_WORK TO COMPLETE_
Which of the lines below contain the word "green"? Pick out each of them and copy it in full.

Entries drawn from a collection
________________
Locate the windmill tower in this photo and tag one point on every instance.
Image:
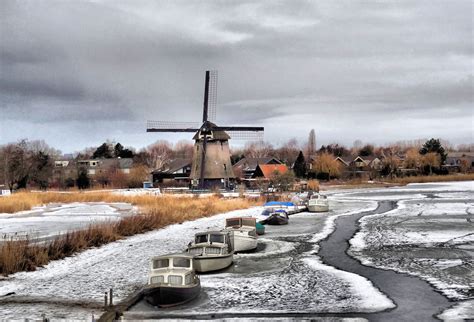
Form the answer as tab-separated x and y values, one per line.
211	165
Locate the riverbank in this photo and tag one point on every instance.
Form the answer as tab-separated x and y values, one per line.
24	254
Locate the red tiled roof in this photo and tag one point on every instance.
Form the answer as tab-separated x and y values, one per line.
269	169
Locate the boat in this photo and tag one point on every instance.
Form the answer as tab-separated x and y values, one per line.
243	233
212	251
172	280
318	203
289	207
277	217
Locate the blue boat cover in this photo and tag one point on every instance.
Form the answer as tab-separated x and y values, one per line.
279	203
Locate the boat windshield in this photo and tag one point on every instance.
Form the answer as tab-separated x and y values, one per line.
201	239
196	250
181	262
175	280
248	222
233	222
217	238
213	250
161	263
________________
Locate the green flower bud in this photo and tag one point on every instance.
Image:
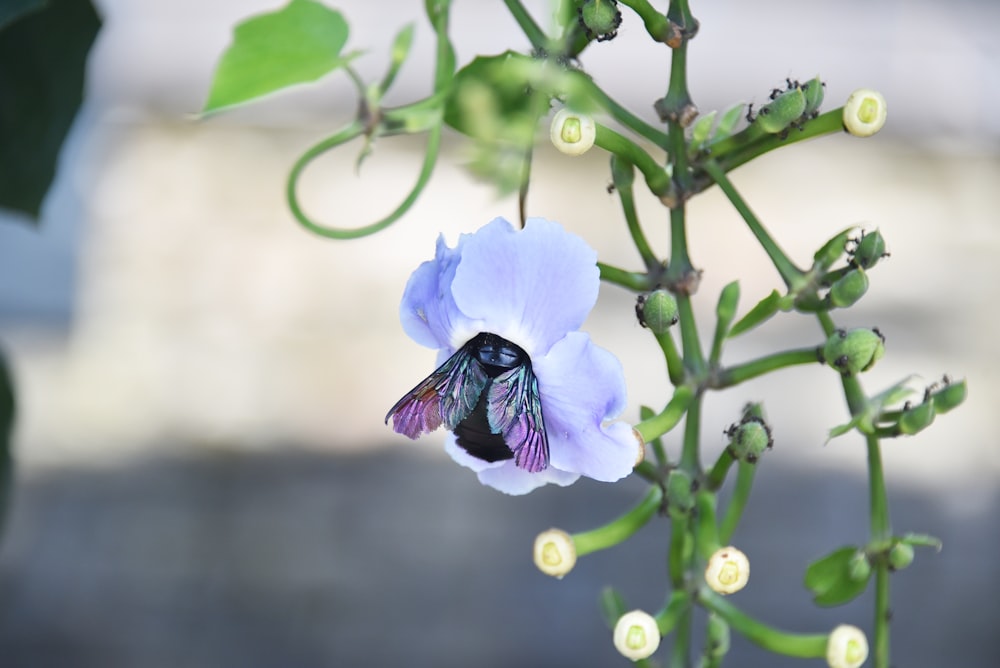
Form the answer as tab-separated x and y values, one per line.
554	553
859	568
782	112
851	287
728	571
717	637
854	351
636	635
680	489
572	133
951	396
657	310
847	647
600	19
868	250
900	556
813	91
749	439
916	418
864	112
________________
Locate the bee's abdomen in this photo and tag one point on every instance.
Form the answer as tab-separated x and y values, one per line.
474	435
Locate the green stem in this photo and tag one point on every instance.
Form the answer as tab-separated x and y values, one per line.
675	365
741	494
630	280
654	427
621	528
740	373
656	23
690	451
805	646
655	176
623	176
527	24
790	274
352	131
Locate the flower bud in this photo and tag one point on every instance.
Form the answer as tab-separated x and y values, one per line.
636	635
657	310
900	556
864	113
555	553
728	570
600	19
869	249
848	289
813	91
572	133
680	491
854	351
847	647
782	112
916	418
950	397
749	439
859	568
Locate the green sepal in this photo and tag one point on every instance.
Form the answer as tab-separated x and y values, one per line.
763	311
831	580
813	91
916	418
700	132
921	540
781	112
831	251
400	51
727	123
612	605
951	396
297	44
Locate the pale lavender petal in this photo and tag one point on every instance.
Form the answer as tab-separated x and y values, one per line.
________________
_FINISHED TASK_
Locate the green flower bud in this photo and tag one point on every instance.
Locate the green stem in this photo and tag one point on every instance.
Locate the green sepal in this photo and tag one point on every instance.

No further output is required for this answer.